+++ Provided text +++

My first experience of the quietly electrifying impact a poem can have occurred when I was sitting alone on a dock one summer before my junior year in college. Since then, I have sought ways to honor what can scarcely be described about a well-made and deeply inspired poem–the vatic sureness, the textured play of utterance and silence, the sense of inevitability or urgency from which a poem seems to arise, the resonance some images have, the way the last line reverberates in the reader’s mind and sends her back into the poem again and again only to find each reading richer than the last. In graduate school I was introduced to the work of Gaston Bachelard, the French phenomenologist and philosopher of science who understood reverberation as the operative word for describing the dynamics of literary expression, emphasizing the wealth of association and memory touched off in the reader, often a recognition of something deeply buried within herself, as part of a literary work’s own properties and realm of intentions. Bachelard helped me take seriously the sensations that arise from inspired reading, the literal twinges in the gut that tell me when I have encountered a particularly important image or passage even before my head tells me why it’s important. A few years later, a conversation with my then-colleague James Ragan helped me begin to find a vocabulary for including and then using sensation as a starting point for grasping the whole of a poem, its deft and muscular movement, in a way that might appeal to readers at any level of experience.

+++ Provided material +++

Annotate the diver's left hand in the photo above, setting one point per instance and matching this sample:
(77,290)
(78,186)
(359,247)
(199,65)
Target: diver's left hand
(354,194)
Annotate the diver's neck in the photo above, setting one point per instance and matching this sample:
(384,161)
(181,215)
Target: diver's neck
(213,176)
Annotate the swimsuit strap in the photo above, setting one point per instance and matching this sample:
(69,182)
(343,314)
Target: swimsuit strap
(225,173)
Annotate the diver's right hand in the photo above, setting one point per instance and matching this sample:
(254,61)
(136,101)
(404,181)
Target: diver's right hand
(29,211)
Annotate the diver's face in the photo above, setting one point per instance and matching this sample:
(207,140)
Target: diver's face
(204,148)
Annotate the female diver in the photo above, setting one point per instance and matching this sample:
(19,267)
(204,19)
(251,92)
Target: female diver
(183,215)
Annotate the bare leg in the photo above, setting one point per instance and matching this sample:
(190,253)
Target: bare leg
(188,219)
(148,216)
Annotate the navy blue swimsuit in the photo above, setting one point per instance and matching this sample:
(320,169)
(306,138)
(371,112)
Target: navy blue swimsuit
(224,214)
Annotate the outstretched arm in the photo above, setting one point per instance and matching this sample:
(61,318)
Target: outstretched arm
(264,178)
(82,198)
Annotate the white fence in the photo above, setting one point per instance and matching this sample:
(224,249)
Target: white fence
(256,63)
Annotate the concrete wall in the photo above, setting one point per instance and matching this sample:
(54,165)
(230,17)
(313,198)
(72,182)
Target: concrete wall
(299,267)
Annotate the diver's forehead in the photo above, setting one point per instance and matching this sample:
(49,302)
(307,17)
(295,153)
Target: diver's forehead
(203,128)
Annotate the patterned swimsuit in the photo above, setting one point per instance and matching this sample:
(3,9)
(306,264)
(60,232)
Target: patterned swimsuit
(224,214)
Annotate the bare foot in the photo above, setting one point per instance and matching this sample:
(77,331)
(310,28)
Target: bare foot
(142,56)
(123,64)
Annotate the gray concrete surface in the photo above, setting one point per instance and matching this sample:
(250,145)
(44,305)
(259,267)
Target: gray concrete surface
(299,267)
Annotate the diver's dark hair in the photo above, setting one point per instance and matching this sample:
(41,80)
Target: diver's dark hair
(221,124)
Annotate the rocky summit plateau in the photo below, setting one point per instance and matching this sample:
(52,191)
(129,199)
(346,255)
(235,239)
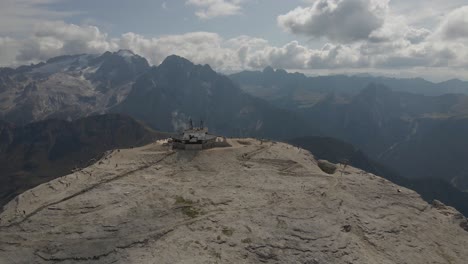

+++

Your task:
Reproduce the passage on reading poetry word for word, in full.

Correct response:
My first experience of the quietly electrifying impact a poem can have occurred when I was sitting alone on a dock one summer before my junior year in college. Since then, I have sought ways to honor what can scarcely be described about a well-made and deeply inspired poem–the vatic sureness, the textured play of utterance and silence, the sense of inevitability or urgency from which a poem seems to arise, the resonance some images have, the way the last line reverberates in the reader’s mind and sends her back into the poem again and again only to find each reading richer than the last. In graduate school I was introduced to the work of Gaston Bachelard, the French phenomenologist and philosopher of science who understood reverberation as the operative word for describing the dynamics of literary expression, emphasizing the wealth of association and memory touched off in the reader, often a recognition of something deeply buried within herself, as part of a literary work’s own properties and realm of intentions. Bachelard helped me take seriously the sensations that arise from inspired reading, the literal twinges in the gut that tell me when I have encountered a particularly important image or passage even before my head tells me why it’s important. A few years later, a conversation with my then-colleague James Ragan helped me begin to find a vocabulary for including and then using sensation as a starting point for grasping the whole of a poem, its deft and muscular movement, in a way that might appeal to readers at any level of experience.